▸ **WHAT THIS TASK INVOLVES**
Please pull out every line of the records below that contains the word "pellet", copying each line in full. Case counts, so match only that exact capitalization.

************

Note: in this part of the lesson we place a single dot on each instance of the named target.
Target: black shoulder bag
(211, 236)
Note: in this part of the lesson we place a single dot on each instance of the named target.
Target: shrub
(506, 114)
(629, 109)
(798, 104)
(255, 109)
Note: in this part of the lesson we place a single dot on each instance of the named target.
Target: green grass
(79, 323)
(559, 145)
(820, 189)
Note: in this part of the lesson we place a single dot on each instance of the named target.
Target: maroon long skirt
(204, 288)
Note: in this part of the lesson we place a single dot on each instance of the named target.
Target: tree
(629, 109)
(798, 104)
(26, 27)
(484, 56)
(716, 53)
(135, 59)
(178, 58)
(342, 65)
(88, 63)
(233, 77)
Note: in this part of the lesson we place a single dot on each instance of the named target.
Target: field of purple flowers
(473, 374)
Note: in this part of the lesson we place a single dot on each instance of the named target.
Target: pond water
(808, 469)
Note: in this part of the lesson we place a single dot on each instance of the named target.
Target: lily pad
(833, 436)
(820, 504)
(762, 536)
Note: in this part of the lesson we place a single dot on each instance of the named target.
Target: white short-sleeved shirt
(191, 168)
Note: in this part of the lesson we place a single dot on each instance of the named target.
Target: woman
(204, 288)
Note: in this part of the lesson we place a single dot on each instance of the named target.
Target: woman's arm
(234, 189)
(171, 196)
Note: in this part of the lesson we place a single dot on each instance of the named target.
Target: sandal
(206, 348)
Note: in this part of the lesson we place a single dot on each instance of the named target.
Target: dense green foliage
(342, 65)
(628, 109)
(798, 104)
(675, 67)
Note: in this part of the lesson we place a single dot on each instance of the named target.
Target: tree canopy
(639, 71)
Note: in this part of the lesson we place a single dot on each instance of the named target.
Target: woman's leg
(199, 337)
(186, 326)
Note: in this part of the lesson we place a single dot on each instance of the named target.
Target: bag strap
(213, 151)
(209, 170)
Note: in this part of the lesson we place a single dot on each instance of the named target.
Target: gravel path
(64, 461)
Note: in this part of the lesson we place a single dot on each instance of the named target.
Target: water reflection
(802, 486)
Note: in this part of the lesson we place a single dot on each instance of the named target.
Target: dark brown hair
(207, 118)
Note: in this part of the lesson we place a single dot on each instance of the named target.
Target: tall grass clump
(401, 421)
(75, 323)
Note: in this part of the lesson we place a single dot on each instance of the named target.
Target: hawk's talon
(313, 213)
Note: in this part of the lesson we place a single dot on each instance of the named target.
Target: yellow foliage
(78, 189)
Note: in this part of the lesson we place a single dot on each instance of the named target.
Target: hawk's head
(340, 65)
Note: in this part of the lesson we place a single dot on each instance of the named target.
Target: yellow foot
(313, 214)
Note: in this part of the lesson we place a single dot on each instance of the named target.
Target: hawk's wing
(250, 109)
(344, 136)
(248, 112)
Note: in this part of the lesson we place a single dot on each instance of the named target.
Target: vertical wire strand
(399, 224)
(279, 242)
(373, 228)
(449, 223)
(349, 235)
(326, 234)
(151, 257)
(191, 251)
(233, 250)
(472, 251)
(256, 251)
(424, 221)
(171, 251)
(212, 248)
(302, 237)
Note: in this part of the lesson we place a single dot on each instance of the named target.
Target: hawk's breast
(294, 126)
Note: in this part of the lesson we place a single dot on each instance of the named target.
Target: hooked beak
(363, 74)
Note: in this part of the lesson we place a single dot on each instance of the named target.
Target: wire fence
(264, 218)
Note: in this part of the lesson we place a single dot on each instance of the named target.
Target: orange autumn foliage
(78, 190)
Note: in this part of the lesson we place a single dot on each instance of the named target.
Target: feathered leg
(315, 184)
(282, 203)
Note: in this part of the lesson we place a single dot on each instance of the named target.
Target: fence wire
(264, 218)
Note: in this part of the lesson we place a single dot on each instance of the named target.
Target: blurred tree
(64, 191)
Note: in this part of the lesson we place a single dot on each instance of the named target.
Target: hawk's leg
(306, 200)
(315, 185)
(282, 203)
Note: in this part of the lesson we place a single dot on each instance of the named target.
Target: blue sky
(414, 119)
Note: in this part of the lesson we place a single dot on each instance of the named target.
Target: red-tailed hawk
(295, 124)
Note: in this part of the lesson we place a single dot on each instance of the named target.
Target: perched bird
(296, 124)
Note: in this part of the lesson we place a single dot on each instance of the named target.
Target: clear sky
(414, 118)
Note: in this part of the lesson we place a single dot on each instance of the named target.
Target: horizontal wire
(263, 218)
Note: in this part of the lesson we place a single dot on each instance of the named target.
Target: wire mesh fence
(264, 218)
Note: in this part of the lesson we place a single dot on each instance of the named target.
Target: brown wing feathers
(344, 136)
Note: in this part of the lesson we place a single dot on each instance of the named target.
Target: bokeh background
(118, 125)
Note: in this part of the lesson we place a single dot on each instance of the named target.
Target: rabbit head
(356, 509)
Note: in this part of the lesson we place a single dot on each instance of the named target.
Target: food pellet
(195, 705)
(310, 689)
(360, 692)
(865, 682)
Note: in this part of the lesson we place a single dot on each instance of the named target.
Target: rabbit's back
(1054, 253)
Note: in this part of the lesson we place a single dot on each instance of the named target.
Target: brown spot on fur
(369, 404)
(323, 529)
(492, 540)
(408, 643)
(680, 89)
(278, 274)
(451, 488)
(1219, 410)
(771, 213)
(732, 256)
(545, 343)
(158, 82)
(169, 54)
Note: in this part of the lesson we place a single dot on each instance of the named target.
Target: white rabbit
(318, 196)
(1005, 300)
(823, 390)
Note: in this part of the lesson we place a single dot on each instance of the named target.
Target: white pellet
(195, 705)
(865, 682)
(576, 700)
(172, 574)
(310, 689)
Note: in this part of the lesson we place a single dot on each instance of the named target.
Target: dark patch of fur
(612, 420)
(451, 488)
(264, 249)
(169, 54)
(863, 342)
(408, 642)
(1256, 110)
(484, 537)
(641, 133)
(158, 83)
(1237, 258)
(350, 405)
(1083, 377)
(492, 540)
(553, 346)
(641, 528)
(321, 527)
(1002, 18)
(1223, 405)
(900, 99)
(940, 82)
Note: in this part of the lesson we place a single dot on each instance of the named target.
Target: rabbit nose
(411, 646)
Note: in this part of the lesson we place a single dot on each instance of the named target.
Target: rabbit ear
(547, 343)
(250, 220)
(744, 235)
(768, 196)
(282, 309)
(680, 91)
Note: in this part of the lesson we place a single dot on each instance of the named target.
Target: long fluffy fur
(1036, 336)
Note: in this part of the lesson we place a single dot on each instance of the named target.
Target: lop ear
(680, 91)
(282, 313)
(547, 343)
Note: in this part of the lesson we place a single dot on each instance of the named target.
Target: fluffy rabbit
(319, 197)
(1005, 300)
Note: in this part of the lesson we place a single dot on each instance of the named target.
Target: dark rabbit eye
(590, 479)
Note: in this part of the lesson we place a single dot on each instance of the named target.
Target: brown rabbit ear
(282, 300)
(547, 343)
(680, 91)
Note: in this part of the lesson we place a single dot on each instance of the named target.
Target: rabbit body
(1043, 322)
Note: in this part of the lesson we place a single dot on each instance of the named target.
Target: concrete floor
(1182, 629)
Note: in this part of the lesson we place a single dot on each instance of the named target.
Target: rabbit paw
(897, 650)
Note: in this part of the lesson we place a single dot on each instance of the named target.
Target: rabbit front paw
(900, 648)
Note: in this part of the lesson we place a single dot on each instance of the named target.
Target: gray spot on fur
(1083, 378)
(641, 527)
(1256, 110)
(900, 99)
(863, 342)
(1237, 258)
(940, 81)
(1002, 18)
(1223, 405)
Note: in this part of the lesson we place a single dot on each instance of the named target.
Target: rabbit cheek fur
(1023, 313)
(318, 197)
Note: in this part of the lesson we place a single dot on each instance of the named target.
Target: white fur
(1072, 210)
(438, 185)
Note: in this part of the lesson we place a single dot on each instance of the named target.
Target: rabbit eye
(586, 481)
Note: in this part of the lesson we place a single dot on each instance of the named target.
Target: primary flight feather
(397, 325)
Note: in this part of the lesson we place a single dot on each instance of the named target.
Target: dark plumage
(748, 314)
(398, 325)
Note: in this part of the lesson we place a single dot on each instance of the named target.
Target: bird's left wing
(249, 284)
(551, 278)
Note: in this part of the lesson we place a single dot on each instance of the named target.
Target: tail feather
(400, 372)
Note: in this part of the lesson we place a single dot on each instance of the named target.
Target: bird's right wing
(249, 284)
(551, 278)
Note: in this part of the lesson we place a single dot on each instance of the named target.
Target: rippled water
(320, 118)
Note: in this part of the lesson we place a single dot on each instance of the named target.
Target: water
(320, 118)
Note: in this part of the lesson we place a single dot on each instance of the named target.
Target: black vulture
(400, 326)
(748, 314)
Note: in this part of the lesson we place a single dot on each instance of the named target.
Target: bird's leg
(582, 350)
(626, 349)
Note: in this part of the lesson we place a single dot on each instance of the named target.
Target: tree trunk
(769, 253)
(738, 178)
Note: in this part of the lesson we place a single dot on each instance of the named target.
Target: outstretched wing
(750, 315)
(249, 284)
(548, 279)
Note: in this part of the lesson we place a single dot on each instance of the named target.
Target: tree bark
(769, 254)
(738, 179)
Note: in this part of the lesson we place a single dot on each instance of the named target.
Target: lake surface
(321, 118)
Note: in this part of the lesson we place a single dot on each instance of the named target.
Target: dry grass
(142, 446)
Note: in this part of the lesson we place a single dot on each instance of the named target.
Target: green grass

************

▸ **SOLVED EXERCISE**
Target: food pellet
Target: white pellet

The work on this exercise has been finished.